## EXERCISE DESCRIPTION
Give the data a second time, exactly and in full.

..............................

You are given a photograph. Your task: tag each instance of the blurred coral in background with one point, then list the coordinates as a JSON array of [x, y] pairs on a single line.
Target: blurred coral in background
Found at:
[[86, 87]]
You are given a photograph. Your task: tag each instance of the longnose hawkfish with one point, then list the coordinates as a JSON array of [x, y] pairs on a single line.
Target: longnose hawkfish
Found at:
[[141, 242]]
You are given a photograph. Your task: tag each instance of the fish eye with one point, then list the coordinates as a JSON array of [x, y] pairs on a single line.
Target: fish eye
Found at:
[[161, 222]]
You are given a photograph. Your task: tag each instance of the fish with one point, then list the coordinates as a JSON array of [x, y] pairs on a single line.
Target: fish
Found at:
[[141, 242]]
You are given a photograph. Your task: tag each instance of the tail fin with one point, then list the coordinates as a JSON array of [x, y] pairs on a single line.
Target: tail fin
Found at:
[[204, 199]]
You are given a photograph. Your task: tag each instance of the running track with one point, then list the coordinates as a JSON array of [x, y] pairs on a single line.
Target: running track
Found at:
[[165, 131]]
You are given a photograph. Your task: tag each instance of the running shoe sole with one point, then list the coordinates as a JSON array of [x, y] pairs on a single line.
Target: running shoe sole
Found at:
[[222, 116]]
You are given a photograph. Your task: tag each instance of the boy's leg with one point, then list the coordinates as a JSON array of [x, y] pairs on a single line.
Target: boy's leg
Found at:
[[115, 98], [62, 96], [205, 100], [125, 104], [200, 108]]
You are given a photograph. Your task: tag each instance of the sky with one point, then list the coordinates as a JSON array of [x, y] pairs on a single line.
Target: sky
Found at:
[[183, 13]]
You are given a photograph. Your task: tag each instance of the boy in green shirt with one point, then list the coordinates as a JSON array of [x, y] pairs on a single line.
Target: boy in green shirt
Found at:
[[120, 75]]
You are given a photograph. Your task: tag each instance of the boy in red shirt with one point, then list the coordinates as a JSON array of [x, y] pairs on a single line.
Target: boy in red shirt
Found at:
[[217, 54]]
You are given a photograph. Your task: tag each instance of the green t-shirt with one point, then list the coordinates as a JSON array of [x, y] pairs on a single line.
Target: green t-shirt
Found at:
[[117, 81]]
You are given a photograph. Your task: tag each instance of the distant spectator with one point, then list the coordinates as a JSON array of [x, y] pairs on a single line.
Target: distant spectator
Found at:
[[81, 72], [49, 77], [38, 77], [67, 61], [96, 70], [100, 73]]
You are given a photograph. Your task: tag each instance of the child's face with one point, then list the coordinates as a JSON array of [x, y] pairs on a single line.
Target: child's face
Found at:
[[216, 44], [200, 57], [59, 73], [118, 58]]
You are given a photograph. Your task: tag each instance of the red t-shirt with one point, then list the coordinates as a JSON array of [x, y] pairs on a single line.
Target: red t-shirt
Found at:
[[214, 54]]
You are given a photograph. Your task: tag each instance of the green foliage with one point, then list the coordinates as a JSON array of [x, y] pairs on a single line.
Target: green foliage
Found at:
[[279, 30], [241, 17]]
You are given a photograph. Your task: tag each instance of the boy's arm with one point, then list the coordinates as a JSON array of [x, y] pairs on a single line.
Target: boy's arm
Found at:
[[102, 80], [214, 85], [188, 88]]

..............................

## REPLY TO THE EXERCISE
You are given a photograph. Your task: tag each instance of the blurred coral in background with one point, then list the coordinates as a JSON array of [x, y] pairs on a single line.
Target: blurred coral in background
Found at:
[[86, 87]]
You are given a photograph. Your task: tag each instance of the longnose hawkfish with one point, then list the coordinates as a JSON array of [x, y] pairs on a single line.
Target: longnose hawkfish
Found at:
[[141, 242]]
You are given a photograph. Your task: tag each instance of the fish eye with one point, then list the coordinates as a JSON array of [x, y] pairs on a single line.
Target: fish eye
Found at:
[[161, 222]]
You are given a photograph. Your task: tag each instance of the fish with one point, then list the coordinates as a JSON array of [x, y] pairs on a single line.
Target: fish
Found at:
[[141, 242]]
You are given a photograph. Your task: tag each instance of the tail fin with one point, then list the coordinates as a JSON array of [x, y] pairs on a single line.
Target: tail fin
Found at:
[[204, 199]]
You are given a photograph. Your task: tag each instance of the running track with one point, then list the coordinates as a JSON array of [x, y] pairs on a single line.
Target: running track
Found at:
[[165, 131]]
You are given a photograph. Your task: tag each instance of the running shoe sole with one point, then list the coordinates as a JSON array of [x, y] pairs on a single line.
Target: running shoe sole
Found at:
[[222, 116]]
You are given a photograph. Your task: tag each instance of the boy's leg with one point, then list the coordinates as a JSON array of [x, y] pairs on a single line.
Target: boy's leg
Found at:
[[115, 98], [62, 96], [205, 100], [125, 104], [200, 108]]
You are given a photograph. Your task: tag each instance of the sky with one point, then list the coordinates as a JSON array of [x, y] pairs on a single line.
Target: sky
Found at:
[[183, 13]]
You are given a photograph. Your task: tag each instance of the boy in green shirt with one point, then list the coordinates as a JSON array of [x, y] pairs on a single line.
Target: boy in green shirt
Found at:
[[120, 75]]
You are given a photograph. Your task: tag each instance of the boy in red shirt with one point, then list the coordinates as a JSON array of [x, y] pairs on a single line.
Target: boy in red shirt
Found at:
[[217, 54]]
You are given a photograph. Your task: tag each instance of the green t-shirt with one point, then list the coordinates as a JSON array of [x, y] pairs on a single line.
Target: green t-shirt
Found at:
[[117, 81]]
You are given a photograph. Your task: tag each instance of the distant spectator with one point, then list the coordinates as a JSON array of [x, y] pairs on a single line.
Target: distant spectator
Found at:
[[81, 72], [49, 77], [38, 77], [67, 61], [96, 70], [100, 73]]
You are given a photograph. Your task: tag each instance of the child's face with one point, then list the coordinates as a JSON array of [x, y] pairs on a single line.
Target: child's face
Found at:
[[216, 44], [200, 57], [59, 73], [118, 58]]
You are given a photograph. Your task: tag each instance of the red t-shirt with one point, then list the coordinates as a JSON array of [x, y] pairs on a single line.
Target: red t-shirt
Found at:
[[214, 54]]
You are given a photograph. Your task: tag each instance of the green foliage with one point, then list the coordinates as a JSON array of [x, y] pairs on a single line.
Target: green foliage
Found at:
[[279, 30], [241, 17]]
You are given a photograph. Your task: tag each instance of the boy's arm with one point, then list the coordinates as a JSON array of [x, y] pairs on a single line.
Target: boy's arm
Found at:
[[102, 80], [214, 85], [188, 88]]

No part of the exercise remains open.